# [Task to carry out]
Extract the lines beginning at the one that holds "of the largemouth" and ending at the final line of the material below, keeping them exact and leaving out all pictures.

# [The records]
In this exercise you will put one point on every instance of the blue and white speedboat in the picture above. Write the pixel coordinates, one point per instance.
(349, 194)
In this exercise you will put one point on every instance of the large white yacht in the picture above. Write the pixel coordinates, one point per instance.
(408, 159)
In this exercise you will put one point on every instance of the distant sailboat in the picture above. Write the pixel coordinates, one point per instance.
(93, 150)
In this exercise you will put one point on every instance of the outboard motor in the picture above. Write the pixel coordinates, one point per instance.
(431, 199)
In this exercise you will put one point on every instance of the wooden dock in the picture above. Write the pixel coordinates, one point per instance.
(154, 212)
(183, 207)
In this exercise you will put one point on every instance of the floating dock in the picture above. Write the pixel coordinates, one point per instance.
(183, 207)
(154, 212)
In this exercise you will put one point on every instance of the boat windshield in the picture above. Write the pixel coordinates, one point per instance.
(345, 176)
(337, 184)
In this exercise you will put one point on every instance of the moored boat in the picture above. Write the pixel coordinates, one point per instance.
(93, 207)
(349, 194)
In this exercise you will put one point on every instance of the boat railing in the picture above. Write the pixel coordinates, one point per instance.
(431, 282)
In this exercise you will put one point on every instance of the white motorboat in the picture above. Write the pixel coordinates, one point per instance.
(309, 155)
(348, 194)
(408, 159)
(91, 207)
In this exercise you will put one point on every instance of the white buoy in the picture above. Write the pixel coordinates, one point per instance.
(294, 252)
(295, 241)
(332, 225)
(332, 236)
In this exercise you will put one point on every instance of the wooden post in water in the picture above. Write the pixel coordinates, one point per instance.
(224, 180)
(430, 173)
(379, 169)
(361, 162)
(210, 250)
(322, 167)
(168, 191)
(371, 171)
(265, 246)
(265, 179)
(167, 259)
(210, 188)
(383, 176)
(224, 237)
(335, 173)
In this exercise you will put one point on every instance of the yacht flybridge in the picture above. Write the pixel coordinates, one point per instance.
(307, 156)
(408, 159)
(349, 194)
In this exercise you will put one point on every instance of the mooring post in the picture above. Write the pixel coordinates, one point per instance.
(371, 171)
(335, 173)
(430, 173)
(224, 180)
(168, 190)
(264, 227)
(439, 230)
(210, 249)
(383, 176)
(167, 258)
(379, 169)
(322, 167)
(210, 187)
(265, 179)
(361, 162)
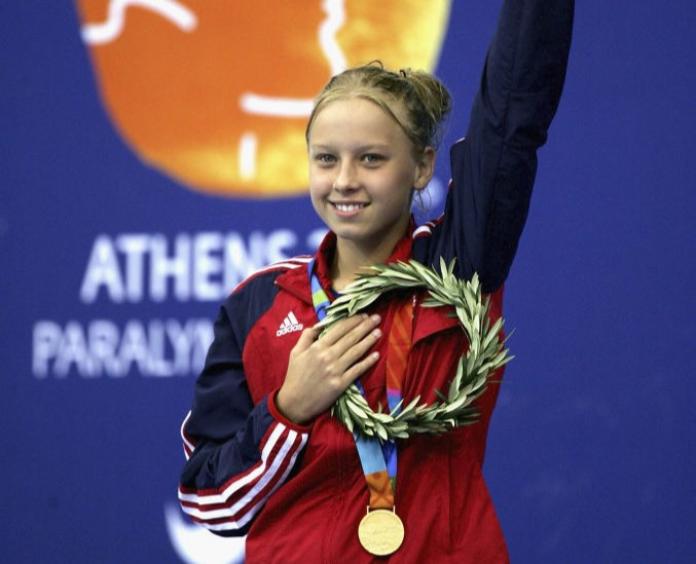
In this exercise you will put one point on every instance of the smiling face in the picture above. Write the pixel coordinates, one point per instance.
(362, 171)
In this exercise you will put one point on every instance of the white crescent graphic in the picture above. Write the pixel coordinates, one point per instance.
(111, 28)
(196, 545)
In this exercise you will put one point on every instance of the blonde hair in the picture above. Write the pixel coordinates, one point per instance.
(425, 99)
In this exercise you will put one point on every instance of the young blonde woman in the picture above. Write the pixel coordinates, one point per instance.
(265, 457)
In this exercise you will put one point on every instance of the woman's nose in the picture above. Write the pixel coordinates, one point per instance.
(347, 177)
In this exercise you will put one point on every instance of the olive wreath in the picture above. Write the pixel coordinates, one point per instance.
(486, 352)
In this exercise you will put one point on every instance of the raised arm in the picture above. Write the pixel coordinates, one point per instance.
(237, 454)
(494, 166)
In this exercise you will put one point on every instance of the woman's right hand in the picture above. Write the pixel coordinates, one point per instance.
(321, 369)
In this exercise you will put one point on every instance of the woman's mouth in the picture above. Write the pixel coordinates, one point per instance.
(347, 209)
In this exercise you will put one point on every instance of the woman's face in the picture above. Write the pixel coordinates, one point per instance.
(362, 169)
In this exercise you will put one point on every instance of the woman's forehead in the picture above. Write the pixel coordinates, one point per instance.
(358, 114)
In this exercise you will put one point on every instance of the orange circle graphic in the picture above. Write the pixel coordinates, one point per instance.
(216, 94)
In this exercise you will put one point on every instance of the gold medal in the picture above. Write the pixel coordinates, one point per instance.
(381, 532)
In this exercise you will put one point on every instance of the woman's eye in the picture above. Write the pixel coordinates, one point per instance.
(372, 158)
(324, 158)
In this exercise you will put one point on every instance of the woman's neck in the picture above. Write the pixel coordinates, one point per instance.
(349, 259)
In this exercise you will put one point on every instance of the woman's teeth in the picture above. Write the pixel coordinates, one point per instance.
(349, 207)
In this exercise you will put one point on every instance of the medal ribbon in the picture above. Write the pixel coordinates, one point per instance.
(378, 462)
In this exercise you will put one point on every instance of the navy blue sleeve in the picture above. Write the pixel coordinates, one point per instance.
(238, 454)
(494, 166)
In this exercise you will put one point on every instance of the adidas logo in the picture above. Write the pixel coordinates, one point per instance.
(289, 325)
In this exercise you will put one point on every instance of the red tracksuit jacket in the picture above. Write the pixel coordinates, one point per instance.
(298, 491)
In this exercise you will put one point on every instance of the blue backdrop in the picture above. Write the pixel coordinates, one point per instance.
(591, 454)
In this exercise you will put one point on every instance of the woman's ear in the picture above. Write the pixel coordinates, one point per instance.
(425, 168)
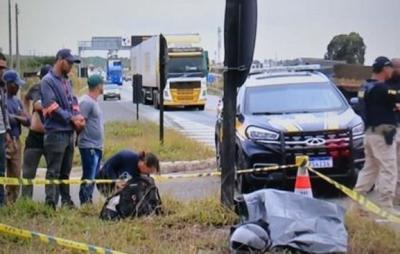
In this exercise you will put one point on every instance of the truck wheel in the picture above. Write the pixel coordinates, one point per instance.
(218, 154)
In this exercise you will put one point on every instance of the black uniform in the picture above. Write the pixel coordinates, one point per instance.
(380, 103)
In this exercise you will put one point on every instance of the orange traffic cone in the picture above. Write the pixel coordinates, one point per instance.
(303, 183)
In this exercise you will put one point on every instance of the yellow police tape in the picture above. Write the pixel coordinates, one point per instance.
(360, 199)
(22, 181)
(78, 246)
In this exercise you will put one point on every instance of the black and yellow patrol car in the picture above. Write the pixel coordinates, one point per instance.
(281, 115)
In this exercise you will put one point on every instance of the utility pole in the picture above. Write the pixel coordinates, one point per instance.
(9, 35)
(17, 39)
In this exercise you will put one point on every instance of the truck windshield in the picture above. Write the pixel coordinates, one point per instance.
(293, 98)
(196, 64)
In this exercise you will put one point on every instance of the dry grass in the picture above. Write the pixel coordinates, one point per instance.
(184, 228)
(367, 236)
(139, 136)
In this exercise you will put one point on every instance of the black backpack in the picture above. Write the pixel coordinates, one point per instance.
(140, 197)
(361, 108)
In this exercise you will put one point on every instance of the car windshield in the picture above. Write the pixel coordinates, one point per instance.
(293, 98)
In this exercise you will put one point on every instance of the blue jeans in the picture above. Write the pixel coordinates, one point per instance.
(2, 165)
(59, 153)
(91, 159)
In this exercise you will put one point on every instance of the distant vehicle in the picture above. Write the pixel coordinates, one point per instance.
(114, 71)
(111, 91)
(285, 114)
(187, 71)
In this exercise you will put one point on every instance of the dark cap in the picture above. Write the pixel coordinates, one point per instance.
(11, 76)
(380, 63)
(65, 54)
(44, 70)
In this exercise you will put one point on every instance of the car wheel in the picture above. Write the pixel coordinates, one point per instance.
(351, 181)
(156, 103)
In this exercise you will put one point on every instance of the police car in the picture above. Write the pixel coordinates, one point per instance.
(284, 114)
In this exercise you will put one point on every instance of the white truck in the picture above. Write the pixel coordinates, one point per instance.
(186, 71)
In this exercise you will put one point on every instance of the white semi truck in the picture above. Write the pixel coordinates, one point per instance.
(186, 71)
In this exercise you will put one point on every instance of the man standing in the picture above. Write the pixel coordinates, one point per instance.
(90, 140)
(394, 83)
(61, 118)
(34, 149)
(17, 117)
(380, 148)
(4, 125)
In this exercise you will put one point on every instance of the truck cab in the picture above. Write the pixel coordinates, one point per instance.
(286, 114)
(114, 71)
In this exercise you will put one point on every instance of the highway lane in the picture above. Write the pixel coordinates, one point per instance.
(195, 124)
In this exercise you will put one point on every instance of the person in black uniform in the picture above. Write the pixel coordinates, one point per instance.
(126, 165)
(380, 166)
(394, 83)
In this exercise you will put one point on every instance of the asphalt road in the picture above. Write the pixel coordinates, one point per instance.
(196, 124)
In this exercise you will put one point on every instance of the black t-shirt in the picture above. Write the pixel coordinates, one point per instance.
(380, 103)
(34, 93)
(395, 85)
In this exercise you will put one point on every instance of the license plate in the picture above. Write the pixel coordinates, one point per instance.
(321, 162)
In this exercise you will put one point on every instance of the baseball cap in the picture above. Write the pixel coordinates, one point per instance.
(65, 54)
(11, 76)
(95, 80)
(380, 63)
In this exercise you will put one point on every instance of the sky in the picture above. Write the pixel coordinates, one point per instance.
(287, 29)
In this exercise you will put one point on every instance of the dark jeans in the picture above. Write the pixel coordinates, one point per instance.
(2, 165)
(91, 159)
(34, 150)
(59, 152)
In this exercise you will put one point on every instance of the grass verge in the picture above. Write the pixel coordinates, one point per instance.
(366, 236)
(139, 136)
(184, 228)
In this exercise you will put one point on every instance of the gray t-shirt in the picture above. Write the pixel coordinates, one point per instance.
(92, 135)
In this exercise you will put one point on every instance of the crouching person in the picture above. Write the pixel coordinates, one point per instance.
(90, 140)
(136, 194)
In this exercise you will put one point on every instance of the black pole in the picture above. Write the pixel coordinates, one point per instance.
(161, 117)
(137, 111)
(163, 80)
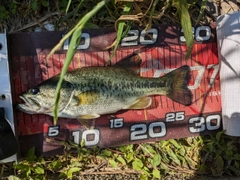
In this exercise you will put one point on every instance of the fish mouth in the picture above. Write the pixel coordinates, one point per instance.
(30, 105)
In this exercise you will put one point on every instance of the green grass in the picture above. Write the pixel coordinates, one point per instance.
(211, 155)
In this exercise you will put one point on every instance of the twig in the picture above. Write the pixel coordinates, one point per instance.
(39, 21)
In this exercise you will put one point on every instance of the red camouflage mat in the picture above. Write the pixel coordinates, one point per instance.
(162, 49)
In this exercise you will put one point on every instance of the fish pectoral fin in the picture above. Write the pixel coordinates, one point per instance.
(88, 97)
(88, 120)
(142, 103)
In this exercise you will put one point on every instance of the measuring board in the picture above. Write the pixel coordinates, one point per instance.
(162, 49)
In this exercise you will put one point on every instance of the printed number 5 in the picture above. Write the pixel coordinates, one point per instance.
(53, 131)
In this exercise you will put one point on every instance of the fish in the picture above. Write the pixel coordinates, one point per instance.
(89, 92)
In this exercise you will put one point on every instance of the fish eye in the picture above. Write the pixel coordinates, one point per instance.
(35, 91)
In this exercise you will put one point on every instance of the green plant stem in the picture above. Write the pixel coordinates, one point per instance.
(76, 37)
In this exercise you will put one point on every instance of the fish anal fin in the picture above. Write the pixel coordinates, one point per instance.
(88, 97)
(142, 103)
(88, 120)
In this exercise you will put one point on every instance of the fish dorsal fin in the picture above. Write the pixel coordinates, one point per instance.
(131, 62)
(142, 103)
(88, 120)
(88, 97)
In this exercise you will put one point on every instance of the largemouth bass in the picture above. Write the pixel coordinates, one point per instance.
(89, 92)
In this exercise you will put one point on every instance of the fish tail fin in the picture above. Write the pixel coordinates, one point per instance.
(179, 91)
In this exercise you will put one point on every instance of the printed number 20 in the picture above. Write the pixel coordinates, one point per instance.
(139, 131)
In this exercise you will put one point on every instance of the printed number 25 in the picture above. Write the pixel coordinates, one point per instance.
(178, 116)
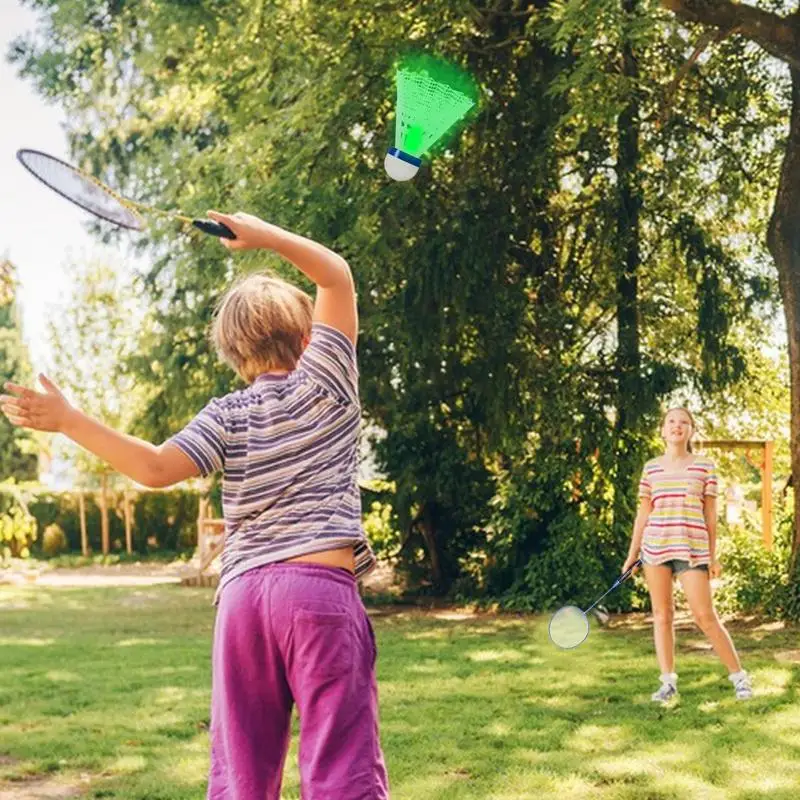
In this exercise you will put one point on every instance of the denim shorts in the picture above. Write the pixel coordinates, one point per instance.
(677, 566)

# [Response for this exercise]
In this exercise you will put one point on every instance of the largemouth bass in the picture above. Write the pixel coordinates, one point per instance.
(89, 92)
In this exercise you will put one point on every instance of the fish tail fin in the picture above. Write the pixel coordinates, one point per instance.
(179, 91)
In this exercise you will put one point on every instance of the printed number 20 in the picture above. Write the pixel coordinates, one point per instance.
(139, 131)
In this exercise you will put one point on every instance of the printed number 25 in the picture above. Write the pixel coordinates, one point per instance.
(178, 116)
In this exercise you will put one point on every instance of the denim shorts in the picture above. Write the pixel coordinates, one point per instance.
(677, 566)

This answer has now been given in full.